ACTIVITY | Restate each record below word for word, skipping images.

SOURCE MATERIAL Block Start

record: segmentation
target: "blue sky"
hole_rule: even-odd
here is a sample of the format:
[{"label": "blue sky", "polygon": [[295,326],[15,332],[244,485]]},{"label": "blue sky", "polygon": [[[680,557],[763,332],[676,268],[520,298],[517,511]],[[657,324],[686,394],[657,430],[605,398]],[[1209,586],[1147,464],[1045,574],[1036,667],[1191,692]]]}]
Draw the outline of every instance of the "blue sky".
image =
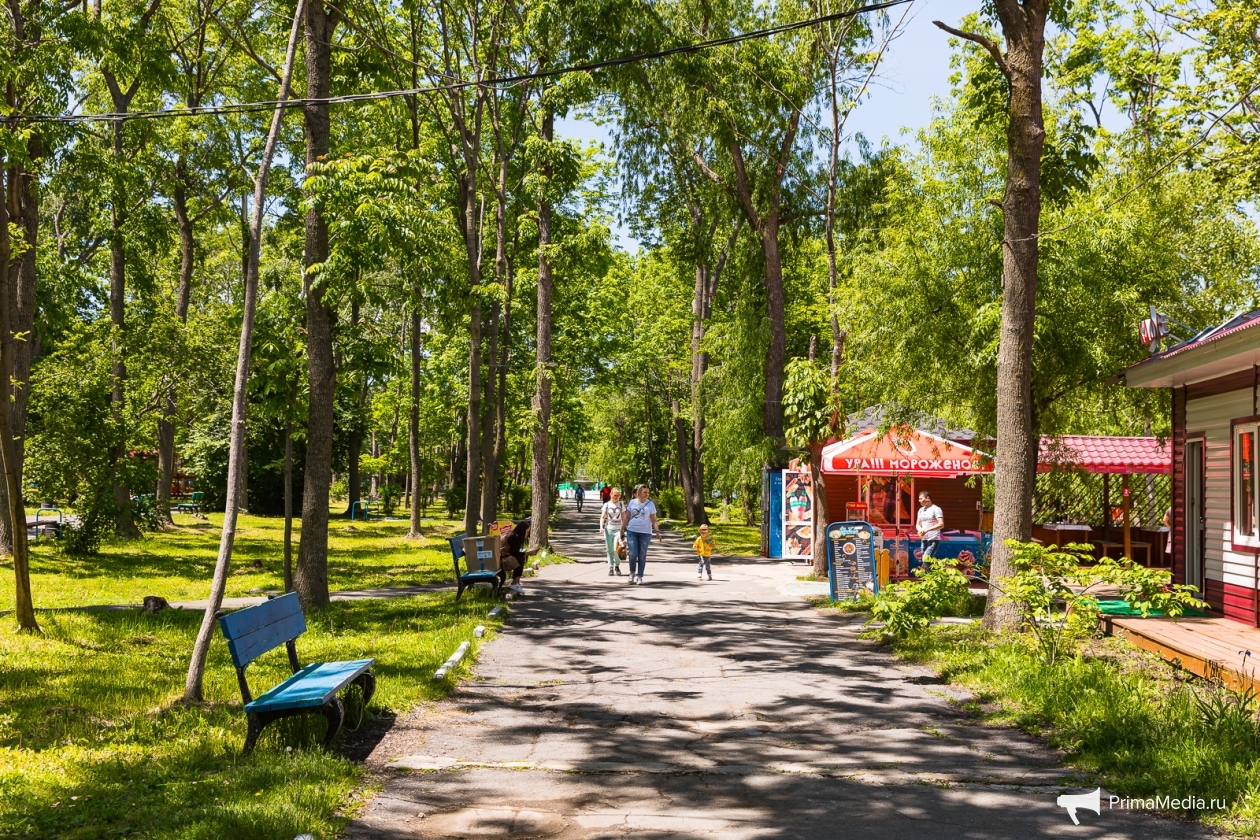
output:
[{"label": "blue sky", "polygon": [[[932,21],[954,25],[979,6],[979,0],[917,0],[901,34],[884,53],[869,96],[849,117],[846,130],[861,132],[879,145],[885,137],[898,142],[902,129],[926,125],[932,116],[932,97],[949,93],[949,36]],[[892,13],[894,20],[901,14],[897,9]],[[609,137],[606,128],[579,119],[557,121],[556,133],[605,143]],[[634,250],[636,243],[628,230],[616,226],[613,234],[622,247]]]}]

SOURCE MATERIAL Block End

RESPONSE TO THIS TASK |
record: segmentation
target: "blue sky"
hole_rule: even-odd
here is a sample of the format:
[{"label": "blue sky", "polygon": [[295,326],[15,332],[244,485]]},{"label": "blue sky", "polygon": [[[680,557],[763,332],[676,268],[520,298],[517,511]],[[657,324],[686,394],[657,430],[605,398]],[[1209,586],[1147,464],[1045,574],[1036,667],[1191,692]]]}]
Draw the outline of every instance of the "blue sky".
image =
output:
[{"label": "blue sky", "polygon": [[[932,21],[954,25],[979,6],[979,0],[917,0],[901,34],[884,53],[869,96],[849,117],[846,130],[861,132],[879,145],[885,137],[898,142],[902,129],[926,125],[932,116],[932,97],[949,93],[949,36]],[[892,13],[894,20],[901,14],[897,9]],[[609,137],[606,128],[579,119],[557,121],[556,133],[605,143]],[[634,250],[636,243],[628,230],[616,226],[613,234],[622,247]]]}]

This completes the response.